▸ **Task statement**:
Report each line in the items below that contains the string "snow", copying every such line in full.

▸ **Task input**:
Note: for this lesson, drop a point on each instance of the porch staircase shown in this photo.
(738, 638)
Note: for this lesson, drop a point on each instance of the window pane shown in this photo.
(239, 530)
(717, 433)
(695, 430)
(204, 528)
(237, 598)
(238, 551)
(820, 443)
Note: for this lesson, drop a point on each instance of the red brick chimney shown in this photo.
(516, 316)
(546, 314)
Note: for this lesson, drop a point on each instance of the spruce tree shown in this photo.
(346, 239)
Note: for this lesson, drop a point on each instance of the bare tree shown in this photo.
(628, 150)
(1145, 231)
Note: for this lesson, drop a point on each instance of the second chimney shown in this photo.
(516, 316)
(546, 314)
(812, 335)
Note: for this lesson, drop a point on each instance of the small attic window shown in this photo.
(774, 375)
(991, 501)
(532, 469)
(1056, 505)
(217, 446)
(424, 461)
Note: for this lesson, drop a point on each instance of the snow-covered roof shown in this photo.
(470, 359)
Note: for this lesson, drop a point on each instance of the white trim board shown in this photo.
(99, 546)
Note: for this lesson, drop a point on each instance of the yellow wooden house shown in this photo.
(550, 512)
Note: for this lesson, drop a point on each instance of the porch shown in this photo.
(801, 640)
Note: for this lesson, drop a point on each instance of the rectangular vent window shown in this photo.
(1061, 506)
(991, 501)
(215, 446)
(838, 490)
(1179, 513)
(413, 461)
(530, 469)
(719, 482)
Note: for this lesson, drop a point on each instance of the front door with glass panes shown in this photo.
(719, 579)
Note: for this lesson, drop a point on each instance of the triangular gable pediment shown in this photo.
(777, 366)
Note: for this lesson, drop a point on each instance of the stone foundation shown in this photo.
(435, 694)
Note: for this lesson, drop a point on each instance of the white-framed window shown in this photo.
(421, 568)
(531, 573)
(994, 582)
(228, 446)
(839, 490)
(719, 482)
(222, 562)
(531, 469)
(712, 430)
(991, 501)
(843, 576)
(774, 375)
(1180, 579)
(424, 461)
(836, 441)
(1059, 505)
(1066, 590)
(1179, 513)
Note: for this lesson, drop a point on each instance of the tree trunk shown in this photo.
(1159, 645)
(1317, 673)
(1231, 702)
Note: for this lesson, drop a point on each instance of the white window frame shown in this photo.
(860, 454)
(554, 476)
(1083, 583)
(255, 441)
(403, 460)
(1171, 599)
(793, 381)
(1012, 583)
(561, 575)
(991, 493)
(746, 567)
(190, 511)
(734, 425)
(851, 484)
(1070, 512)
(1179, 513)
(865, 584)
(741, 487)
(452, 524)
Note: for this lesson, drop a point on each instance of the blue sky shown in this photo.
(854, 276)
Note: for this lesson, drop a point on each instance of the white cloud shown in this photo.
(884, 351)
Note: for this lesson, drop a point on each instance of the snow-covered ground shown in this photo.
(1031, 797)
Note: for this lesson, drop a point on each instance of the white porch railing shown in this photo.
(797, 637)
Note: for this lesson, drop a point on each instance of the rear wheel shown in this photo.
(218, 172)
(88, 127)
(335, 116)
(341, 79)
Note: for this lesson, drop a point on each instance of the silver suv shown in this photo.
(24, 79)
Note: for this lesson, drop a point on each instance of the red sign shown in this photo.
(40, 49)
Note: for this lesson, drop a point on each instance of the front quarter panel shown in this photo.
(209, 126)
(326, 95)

---

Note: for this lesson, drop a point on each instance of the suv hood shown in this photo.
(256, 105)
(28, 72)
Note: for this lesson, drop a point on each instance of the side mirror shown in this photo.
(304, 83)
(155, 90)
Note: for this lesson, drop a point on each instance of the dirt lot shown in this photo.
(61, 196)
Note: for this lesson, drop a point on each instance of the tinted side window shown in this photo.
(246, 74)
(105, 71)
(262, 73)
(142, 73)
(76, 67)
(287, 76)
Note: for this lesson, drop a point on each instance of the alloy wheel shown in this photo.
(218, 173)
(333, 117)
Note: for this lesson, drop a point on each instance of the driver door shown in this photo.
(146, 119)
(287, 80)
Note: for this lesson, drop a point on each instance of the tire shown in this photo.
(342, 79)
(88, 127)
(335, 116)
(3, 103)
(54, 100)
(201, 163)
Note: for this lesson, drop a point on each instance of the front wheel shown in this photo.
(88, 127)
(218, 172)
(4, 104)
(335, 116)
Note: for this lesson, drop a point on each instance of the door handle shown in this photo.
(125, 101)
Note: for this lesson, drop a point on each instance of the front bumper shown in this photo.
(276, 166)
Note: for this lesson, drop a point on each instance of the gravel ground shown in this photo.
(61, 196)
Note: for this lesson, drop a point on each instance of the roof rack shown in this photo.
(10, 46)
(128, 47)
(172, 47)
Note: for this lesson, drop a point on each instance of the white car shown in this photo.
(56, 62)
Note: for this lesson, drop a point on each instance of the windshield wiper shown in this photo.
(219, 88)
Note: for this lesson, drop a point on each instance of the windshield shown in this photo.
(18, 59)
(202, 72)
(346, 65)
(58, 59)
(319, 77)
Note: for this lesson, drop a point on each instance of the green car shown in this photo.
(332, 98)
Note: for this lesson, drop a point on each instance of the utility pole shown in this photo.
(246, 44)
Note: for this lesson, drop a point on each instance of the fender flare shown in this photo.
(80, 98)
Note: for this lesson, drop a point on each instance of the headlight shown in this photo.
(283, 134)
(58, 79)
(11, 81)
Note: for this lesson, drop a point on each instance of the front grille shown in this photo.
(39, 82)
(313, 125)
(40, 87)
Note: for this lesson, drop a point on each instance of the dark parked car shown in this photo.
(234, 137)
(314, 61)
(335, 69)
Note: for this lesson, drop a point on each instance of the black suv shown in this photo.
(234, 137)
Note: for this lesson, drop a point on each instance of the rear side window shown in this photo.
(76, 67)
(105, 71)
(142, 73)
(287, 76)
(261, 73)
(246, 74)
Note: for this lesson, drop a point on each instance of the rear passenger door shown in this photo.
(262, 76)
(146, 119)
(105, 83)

▸ **Response**:
Note: for this lesson, drop a point on each instance of the snow-covered roof shown in this photo.
Note: for this lesson, drop a point on each instance of the snow-covered ground shown in this photo.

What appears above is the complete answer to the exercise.